_Stated problem 1_:
In the passage on solution pH, what hydrogen ion concentration is given for the solution in part (a)?

=== Passage provided ===

Chapter 9, Problem 9.36E

Interpretation Introduction

(a)

Interpretation:

The $\text{pH}$ of the water solutions with given characteristics is to be calculated. Also the solution is to be classified as acidic, basic, or neutral.

Concept introduction:

The $\text{pH}$ of a solution is represented as the negative logarithm of the concentration of protons.

$\text{pH}=-\log \left[{\text{H}}^{+}\right]$

This scale is defined from $1$ to $14$. It helps to determine whether the given solution is acidic, basic or neutral. The solutions with $\text{pH}<\text{7}$ are acidic in nature, with $\text{pH}=\text{7}$ are neutral in nature and with $\text{pH}>\text{7}$ are basic in nature.

Answer to Problem 9.36E

The $\text{pH}$ of the given water solution is $8.39$. Since the $\text{pH}>\text{7}$, the given solution is basic.

Explanation of Solution

The $\text{pH}$ of the solution is calculated by the formula,

$\text{pH}=-\log \left[{\text{H}}^{+}\right]$

The given $\left[{\text{H}}^{+}\right]$ value of the solution is $4.1\times {10}^{-9}\text{mol}/\text{L}$.

Substitute the $\left[{\text{H}}^{+}\right]$ value in the given formula.

$\begin{array}{l}\text{pH}=-\log \left(4.1\times {10}^{-9}\text{mol}/\text{L}\right)\\ \text{pH}=-\left(-8.39\right)\\ \text{pH}=8.39\end{array}$

Thus, the $\text{pH}$ of the given water solution is $8.39$. Since the $\text{pH}>\text{7}$, the given solution is basic.

Conclusion

The $\text{pH}$ of the given water solution is $8.39$. Since the $\text{pH}>\text{7}$, the given solution is basic.

Interpretation Introduction

(b)

Interpretation:

The $\text{pH}$ of the water solutions with given characteristics is to be calculated. Also the solution is to be classified as acidic, basic, or neutral.

Concept introduction:

The $\text{pH}$ of a solution is represented as the negative logarithm of the concentration of protons.

=== Data ===

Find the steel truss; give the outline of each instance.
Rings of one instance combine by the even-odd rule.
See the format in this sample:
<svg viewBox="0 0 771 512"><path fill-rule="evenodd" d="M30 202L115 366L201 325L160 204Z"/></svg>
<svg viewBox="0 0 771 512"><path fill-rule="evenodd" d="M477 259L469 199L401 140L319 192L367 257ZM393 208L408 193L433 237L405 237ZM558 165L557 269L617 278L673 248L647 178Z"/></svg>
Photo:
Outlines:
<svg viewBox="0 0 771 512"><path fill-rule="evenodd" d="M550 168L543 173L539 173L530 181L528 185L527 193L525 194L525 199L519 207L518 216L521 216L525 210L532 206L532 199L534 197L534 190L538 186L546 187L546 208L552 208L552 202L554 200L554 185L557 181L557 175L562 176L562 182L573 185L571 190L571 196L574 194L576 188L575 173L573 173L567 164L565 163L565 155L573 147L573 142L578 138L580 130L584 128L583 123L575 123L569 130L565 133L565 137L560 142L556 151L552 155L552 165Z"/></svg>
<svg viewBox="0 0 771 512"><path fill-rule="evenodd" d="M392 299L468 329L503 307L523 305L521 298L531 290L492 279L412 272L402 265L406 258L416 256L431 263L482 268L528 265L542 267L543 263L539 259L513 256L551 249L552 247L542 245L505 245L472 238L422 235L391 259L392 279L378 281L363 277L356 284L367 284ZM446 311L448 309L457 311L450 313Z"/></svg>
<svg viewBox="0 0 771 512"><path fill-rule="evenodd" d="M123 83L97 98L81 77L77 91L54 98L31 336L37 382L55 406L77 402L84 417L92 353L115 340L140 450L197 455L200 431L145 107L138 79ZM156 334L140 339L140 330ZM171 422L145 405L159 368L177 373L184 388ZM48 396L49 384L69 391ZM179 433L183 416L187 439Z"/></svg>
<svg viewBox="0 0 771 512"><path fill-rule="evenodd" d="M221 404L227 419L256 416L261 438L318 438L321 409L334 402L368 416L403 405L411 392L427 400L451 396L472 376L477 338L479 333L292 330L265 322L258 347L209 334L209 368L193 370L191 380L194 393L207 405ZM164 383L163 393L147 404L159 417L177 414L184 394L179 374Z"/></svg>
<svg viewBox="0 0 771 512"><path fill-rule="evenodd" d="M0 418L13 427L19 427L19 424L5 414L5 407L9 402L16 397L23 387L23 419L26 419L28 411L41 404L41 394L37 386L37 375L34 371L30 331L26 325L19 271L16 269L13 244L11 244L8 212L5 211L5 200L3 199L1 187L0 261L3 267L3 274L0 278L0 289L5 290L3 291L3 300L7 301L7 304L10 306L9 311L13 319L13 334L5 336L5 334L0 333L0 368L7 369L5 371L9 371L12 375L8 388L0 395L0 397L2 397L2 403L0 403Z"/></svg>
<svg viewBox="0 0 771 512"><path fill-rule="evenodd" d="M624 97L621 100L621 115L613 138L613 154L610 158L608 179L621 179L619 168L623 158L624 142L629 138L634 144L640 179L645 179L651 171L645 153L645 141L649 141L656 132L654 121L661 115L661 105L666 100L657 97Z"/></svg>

===

_Stated problem 2_:
Take the listing from its first line down through the line containing "299L468 329L503 307L523", both ends included, and swap "instance" for "occurrence". Give back only those lines, with nothing else altered.

_Written reply 1_:
4.1 × 10⁻⁹ mol/L

_Written reply 2_:
Find the steel truss; give the outline of each occurrence.
Rings of one occurrence combine by the even-odd rule.
See the format in this sample:
<svg viewBox="0 0 771 512"><path fill-rule="evenodd" d="M30 202L115 366L201 325L160 204Z"/></svg>
<svg viewBox="0 0 771 512"><path fill-rule="evenodd" d="M477 259L469 199L401 140L319 192L367 257ZM393 208L408 193L433 237L405 237ZM558 165L557 269L617 278L673 248L647 178Z"/></svg>
Photo:
Outlines:
<svg viewBox="0 0 771 512"><path fill-rule="evenodd" d="M550 168L543 173L539 173L530 181L528 185L527 193L525 194L525 199L519 207L518 216L521 216L525 210L532 206L532 199L534 197L534 190L538 186L546 187L546 208L552 208L552 202L554 200L554 185L557 181L557 175L562 176L562 182L573 185L571 190L571 196L574 194L576 188L575 173L573 173L567 164L565 163L565 155L573 147L573 142L578 138L580 130L584 128L583 123L575 123L569 130L565 133L565 137L560 142L556 151L552 155L552 165Z"/></svg>
<svg viewBox="0 0 771 512"><path fill-rule="evenodd" d="M392 299L468 329L503 307L523 305L521 298L531 290L492 279L412 272L402 265L406 258L416 256L431 263L482 268L528 265L542 267L543 263L539 259L513 256L551 249L552 247L542 245L505 245L472 238L422 235L391 259L392 279L378 281L363 277L356 284L367 284ZM446 311L448 309L457 311L450 313Z"/></svg>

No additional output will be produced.